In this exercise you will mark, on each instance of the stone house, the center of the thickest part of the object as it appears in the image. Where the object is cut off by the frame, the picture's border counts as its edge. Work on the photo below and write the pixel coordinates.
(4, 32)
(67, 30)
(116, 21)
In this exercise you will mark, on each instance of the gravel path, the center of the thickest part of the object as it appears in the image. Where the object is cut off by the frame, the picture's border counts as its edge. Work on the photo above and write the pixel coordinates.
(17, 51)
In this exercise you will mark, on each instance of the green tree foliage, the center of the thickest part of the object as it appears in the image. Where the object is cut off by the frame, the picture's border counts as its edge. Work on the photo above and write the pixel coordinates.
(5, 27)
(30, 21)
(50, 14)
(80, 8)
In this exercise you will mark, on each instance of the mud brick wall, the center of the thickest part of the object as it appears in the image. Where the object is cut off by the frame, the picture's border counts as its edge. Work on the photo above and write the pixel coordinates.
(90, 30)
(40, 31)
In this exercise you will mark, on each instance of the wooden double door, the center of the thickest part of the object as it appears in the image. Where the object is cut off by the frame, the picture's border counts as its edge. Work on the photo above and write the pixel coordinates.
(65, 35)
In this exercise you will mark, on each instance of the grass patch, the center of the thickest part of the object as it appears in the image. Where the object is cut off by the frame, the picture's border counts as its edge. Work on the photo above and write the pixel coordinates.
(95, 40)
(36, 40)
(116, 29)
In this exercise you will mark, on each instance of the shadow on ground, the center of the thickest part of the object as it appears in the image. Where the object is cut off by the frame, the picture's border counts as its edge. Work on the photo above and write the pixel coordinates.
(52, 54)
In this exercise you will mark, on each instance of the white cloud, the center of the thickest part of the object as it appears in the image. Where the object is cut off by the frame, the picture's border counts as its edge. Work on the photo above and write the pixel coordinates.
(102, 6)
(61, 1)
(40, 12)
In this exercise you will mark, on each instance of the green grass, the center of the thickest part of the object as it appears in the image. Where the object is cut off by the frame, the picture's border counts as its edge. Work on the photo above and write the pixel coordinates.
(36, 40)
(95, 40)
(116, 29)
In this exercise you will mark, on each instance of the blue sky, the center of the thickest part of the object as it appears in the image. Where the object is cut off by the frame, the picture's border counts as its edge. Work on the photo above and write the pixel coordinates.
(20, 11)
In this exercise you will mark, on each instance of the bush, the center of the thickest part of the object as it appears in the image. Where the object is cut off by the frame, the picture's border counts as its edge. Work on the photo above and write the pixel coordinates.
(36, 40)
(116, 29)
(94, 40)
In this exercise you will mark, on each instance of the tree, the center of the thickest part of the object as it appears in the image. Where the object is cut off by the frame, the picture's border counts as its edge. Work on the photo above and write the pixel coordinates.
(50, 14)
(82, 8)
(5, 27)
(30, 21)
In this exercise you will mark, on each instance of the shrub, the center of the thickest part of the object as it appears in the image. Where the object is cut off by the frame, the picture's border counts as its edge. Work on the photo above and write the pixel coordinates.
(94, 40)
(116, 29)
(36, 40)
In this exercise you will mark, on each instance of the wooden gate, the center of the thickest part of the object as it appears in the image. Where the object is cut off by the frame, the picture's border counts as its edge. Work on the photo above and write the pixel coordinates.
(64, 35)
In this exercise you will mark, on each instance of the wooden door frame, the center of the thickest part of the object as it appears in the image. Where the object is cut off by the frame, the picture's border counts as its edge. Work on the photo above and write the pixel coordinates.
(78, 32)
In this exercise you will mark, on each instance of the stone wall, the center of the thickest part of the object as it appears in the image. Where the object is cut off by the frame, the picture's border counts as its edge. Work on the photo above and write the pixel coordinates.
_ _ _ _ _ _ _
What the task requires » Every entry should be output exactly as written, please.

Result for this task »
In this exercise you will mark, on each instance of the stone house, the center of the thickest part of the object as it appears in the image. Where the object is cut off by the frame, the picture's border counts as its edge. Work on the photo below and write the pixel coordinates.
(4, 32)
(67, 30)
(116, 21)
In this exercise you will mark, on each instance of the gravel path, the center of the thickest part of the object as it appears in the image. Where the object is cut off by the frame, the picture's border counts as its edge. Work on the photo above and write the pixel coordinates.
(17, 51)
In this exercise you will mark, on each instance of the green tree foliage, the center of the thickest part of the object as it appears in the image. Where the object is cut off by the frame, the picture's border counts as its edge. Work on the photo above and write the pixel coordinates.
(5, 27)
(30, 21)
(50, 14)
(80, 8)
In this exercise you will mark, on each instance of the mud brick wall, the center of the thickest part of the object as it appears in the image. Where the object is cut off by the frame, the picture's border counts as its edge. Work on the photo above and write the pixel coordinates.
(90, 30)
(40, 31)
In this exercise you will mark, on each instance of the wooden double door, the center of the thickest part of the object as it appears in the image. Where the object is cut off by the frame, the picture's border counts as its edge. Work on the photo above and write the pixel coordinates.
(65, 35)
In this exercise you will mark, on each instance of the grass patch, the center of the thickest part of the object as it appears in the image. Where the object is cut off by the frame, the picture's border counts as its edge. Work on the photo above and write the pixel coordinates.
(95, 40)
(36, 40)
(116, 29)
In this exercise you will mark, on each instance of the shadow on ground, the center of the thickest part of the object as it appears in the image. Where the object is cut off by the frame, the picture's border counts as its edge. Work on the photo above and write the pixel coordinates.
(52, 54)
In this exercise you will mark, on each instance of the white cloud, the center of the thickest part of the object as it appears in the image. Where the object is cut off by the frame, the picture's border counts as its edge. Work on the photo above and write the pixel coordinates.
(102, 6)
(61, 1)
(40, 12)
In this exercise you will mark, on each instance of the green grass, the center of the thickest part of the object as it appears in the image. Where the object is cut off by the frame, the picture's border counts as its edge. Work on the photo above and write the pixel coordinates.
(36, 40)
(95, 40)
(116, 29)
In this exercise you will mark, on each instance of the blue sky, the center of the thickest part of the object as it appears in the image. Where the object is cut off by the frame, the picture's border counts as its edge. Work on the photo above and write the pixel coordinates.
(20, 11)
In this exercise you will mark, on each instance of the bush, the center of the thickest part of the object as it appears in the image. Where the object is cut off by the frame, the picture's border counts as its edge. Work on the photo above and write the pixel coordinates.
(36, 40)
(116, 29)
(94, 40)
In this exercise you will mark, on each instance of the tree, the center of the thickest part of the object as it appears in the image. Where the object is cut off by the frame, the picture's border counts as its edge. Work on the photo above and write the pixel coordinates.
(50, 14)
(82, 8)
(5, 27)
(30, 21)
In this exercise you will mark, on each instance of the shrub, the center of the thickest part of the object as it appears in the image. Where the object is cut off by the frame, the picture's border counts as its edge. Work on the photo above and write the pixel coordinates.
(94, 40)
(116, 29)
(36, 40)
In this exercise you will mark, on each instance of the wooden gate, the center of the thickest part of the object as it appears in the image. Where the object is cut off by the frame, the picture's border counts as its edge. Work on the photo above and write the pixel coordinates.
(64, 35)
In this exercise you will mark, on each instance of the wooden door frame, the center of the thickest part of the object as it appears in the image. Where the object is cut off by the frame, the picture's border counts as its edge. Work on the photo above and write the pixel coordinates.
(78, 32)
In this exercise you will mark, on each instance of the stone wall, the center of the thickest part of the object as it appears in the image. Where the object is cut off by the frame, the picture's border counts as its edge. Work on the photo above and write the pixel coordinates.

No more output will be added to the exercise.